(TASK BRIEF):
In the records below, begin at the line containing "input: navy blue trousers -> output: bbox" and stop after the line containing "[632,169,920,463]". Turn those lines into a Markdown table with the columns Row and Text, numbering each row and leaving out blank lines.

(INPUT ROWS):
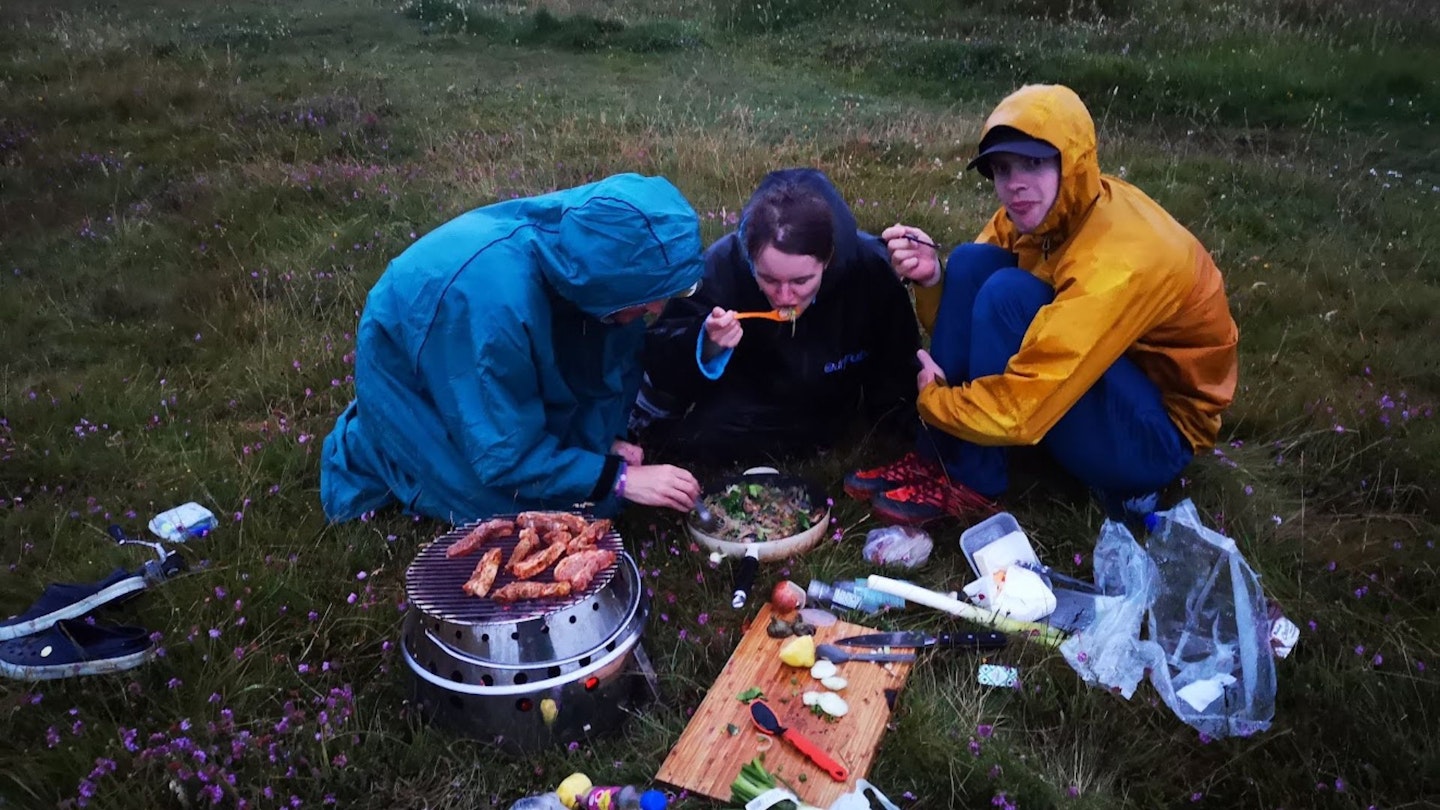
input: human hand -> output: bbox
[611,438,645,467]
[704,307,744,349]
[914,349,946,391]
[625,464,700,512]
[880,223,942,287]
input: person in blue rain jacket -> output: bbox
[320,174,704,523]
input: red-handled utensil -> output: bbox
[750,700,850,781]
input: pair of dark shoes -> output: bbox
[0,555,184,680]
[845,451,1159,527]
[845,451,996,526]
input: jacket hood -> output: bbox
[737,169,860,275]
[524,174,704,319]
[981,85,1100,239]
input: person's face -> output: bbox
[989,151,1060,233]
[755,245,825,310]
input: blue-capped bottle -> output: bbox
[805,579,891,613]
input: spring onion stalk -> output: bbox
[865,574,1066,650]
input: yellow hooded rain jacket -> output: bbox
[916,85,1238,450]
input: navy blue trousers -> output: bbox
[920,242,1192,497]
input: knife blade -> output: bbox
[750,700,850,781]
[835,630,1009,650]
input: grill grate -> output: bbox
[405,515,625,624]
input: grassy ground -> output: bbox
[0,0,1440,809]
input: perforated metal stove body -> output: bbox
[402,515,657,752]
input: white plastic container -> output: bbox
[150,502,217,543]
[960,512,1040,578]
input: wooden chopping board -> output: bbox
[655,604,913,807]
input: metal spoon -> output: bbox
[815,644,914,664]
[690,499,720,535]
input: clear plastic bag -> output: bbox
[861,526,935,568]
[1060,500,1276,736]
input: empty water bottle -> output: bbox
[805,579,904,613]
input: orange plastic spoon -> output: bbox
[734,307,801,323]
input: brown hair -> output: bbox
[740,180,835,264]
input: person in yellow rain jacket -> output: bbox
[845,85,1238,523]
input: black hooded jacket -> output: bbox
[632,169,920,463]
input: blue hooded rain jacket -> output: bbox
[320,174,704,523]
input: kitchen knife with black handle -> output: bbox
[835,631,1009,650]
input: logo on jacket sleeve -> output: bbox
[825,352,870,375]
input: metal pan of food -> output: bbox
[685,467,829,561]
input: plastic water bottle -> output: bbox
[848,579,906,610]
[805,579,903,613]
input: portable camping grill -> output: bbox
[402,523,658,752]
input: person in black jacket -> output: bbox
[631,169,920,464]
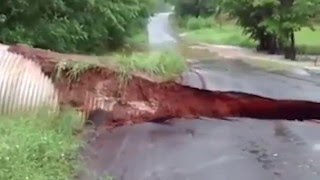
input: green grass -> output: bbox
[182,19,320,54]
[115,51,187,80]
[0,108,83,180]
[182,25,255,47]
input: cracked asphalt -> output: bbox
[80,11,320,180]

---

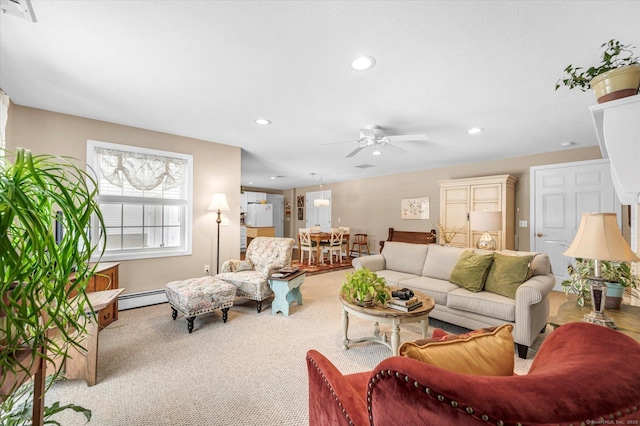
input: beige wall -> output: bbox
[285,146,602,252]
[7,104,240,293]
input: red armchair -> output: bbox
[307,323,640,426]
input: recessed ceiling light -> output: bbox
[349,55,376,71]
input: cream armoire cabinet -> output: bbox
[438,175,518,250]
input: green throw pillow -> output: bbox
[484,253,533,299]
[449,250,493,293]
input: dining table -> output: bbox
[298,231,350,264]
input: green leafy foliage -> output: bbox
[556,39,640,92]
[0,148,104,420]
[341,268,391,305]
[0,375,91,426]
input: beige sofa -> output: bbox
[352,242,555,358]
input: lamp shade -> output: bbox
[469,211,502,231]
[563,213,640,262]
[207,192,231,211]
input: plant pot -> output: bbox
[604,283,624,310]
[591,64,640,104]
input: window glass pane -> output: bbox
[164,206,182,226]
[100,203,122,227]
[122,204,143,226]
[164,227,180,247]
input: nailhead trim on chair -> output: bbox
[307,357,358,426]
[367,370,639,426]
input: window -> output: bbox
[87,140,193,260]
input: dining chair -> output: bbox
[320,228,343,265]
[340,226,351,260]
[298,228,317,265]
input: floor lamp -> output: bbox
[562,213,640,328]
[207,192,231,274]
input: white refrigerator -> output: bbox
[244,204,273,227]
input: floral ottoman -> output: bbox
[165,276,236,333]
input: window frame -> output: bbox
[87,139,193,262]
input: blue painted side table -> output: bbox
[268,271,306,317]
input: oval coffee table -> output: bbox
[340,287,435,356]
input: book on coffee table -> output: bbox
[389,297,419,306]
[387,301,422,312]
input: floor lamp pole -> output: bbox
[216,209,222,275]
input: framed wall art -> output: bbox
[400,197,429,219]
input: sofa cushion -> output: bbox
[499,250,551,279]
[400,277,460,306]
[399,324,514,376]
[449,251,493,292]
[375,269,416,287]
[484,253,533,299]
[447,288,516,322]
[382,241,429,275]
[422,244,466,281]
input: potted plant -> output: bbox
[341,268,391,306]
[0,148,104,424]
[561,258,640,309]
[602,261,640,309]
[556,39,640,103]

==

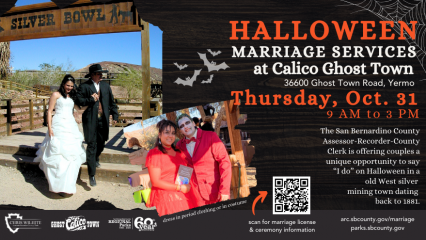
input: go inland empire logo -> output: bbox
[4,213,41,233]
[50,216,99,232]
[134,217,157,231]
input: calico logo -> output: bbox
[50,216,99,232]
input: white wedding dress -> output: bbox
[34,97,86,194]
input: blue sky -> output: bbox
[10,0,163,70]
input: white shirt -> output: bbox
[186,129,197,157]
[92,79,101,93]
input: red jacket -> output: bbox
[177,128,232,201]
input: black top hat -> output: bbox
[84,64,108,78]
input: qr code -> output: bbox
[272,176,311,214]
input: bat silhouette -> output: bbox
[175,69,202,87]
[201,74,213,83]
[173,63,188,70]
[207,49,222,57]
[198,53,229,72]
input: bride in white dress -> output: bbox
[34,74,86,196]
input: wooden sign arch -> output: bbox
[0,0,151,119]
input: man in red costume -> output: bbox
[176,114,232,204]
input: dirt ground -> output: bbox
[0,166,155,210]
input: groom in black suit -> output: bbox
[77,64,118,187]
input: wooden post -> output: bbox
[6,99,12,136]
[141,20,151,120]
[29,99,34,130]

(THE REPLY):
| Row | Text |
|---|---|
| 1 | input: navy blue trousers -> output: bbox |
| 2 | [920,242,1192,497] |
| 3 | input: knife blade -> output: bbox |
| 4 | [750,700,850,781] |
| 5 | [835,630,1009,650] |
| 6 | input: grill grate -> output: bbox |
| 7 | [405,515,625,624] |
| 8 | input: grassy ground -> output: bbox |
| 9 | [0,0,1440,809] |
| 10 | input: perforated metal stove body -> output: bbox |
| 11 | [402,515,657,752] |
| 12 | input: white plastic container -> output: bbox |
| 13 | [150,502,217,543] |
| 14 | [960,512,1040,578] |
| 15 | input: wooden chopping board -> output: bbox |
| 16 | [655,604,913,807] |
| 17 | input: metal spoon -> output: bbox |
| 18 | [815,644,914,664] |
| 19 | [690,499,720,535] |
| 20 | input: clear plastic bag -> output: bbox |
| 21 | [861,526,935,568] |
| 22 | [1060,500,1276,736] |
| 23 | input: empty water bottle -> output: bbox |
| 24 | [805,579,904,613] |
| 25 | input: orange plastic spoon -> output: bbox |
| 26 | [734,307,801,323] |
| 27 | input: brown hair -> output: bbox |
| 28 | [740,180,835,264] |
| 29 | input: person in yellow rain jacket -> output: bbox |
| 30 | [845,85,1238,523] |
| 31 | input: black hooded jacket -> output: bbox |
| 32 | [632,169,920,463] |